§ **Things to do**
1. Using the guide on testing PayPal and Braintree payment integrations, answer these:
(a) What kind of accounts does PayPal Sandbox use?
(b) Where should both sandbox accounts be created before any tests are written?
(c) Which nonce does Braintree Sandbox use for a decline?
2. Rewrite the part of the guide on testing PayPal and Braintree payments starting at "Key Takeaways" and ending at "data in sandbox.", with "seller" replaced by "merchant".
3. Write the next part of the guide on testing PayPal and Braintree payment integrations, picking up after its last sentence.

§ **Passage**
=-=-=
Testing PayPal and Braintree Payment Integrations

Testing PayPal and Braintree Payment Integrations

PayPal and Braintree both provide sandbox environments that mirror their production APIs. PayPal Sandbox uses test buyer/seller accounts. Braintree Sandbox provides test nonce values for different payment scenarios. Both support webhook testing for order completion and payment events. This guide covers setup, test credentials, automation patterns, and common gotchas.

Key Takeaways

PayPal Sandbox requires two sandbox accounts. You need a sandbox business account (the seller) and one or more sandbox personal accounts (buyers). Create both in the PayPal Developer Portal before writing any tests.

Braintree Sandbox nonces replace card numbers. Unlike Stripe's test cards, Braintree uses "payment method nonces" as test fixtures. fake-valid-nonce for success, fake-processor-declined-nonce for decline. Never use real card data in sandbox.
=-=-=
§ **Supplied material**
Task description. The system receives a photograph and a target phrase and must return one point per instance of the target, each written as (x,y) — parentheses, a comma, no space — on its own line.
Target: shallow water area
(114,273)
=-=-=
§ **Written responses**
1.
(a) Test buyer/seller accounts.
(b) In the PayPal Developer Portal.
(c) fake-processor-declined-nonce

2.
Key Takeaways

PayPal Sandbox requires two sandbox accounts. You need a sandbox business account (the merchant) and one or more sandbox personal accounts (buyers). Create both in the PayPal Developer Portal before writing any tests.

Braintree Sandbox nonces replace card numbers. Unlike Stripe's test cards, Braintree uses "payment method nonces" as test fixtures. fake-valid-nonce for success, fake-processor-declined-nonce for decline. Never use real card data in sandbox.

3.
PayPal IPN/webhooks require a public URL. PayPal can't reach localhost. Use ngrok or a similar tunneling tool for local webhook testing, or mock the webhook payload in unit tests.

Braintree Drop-in UI is harder to automate. The Drop-in UI is rendered inside an iframe. Playwright and Cypress can interact with it, but selector stability varies between Braintree SDK versions — pin your SDK version in tests.

Both sandboxes have rate limits. Don't create hundreds of sandbox transactions in rapid succession in CI — add delays between tests or use mocking for high-volume test suites.

PayPal Sandbox Setup

Create sandbox accounts

  1. Go to developer.paypal.com
  2. Log in with your PayPal account
  3. Navigate to Sandbox > Accounts
  4. You'll see pre-created sandbox business and personal accounts
  5. Click on any account to get the credentials (email, password, client ID, secret)

For API calls, you need:

  • Sandbox App with Client ID and Secret (from Apps & CredentialsSandbox)
  • Sandbox Buyer Account email and password (for browser-based payment flows)

Get an access token

PayPal uses OAuth 2.0. Get a token before making API calls:

import requests
import base64

PAYPAL_CLIENT_ID = "your_sandbox_client_id"
PAYPAL_CLIENT_SECRET = "your_sandbox_client_secret"
PAYPAL_BASE_URL = "https://api-m.sandbox.paypal.com"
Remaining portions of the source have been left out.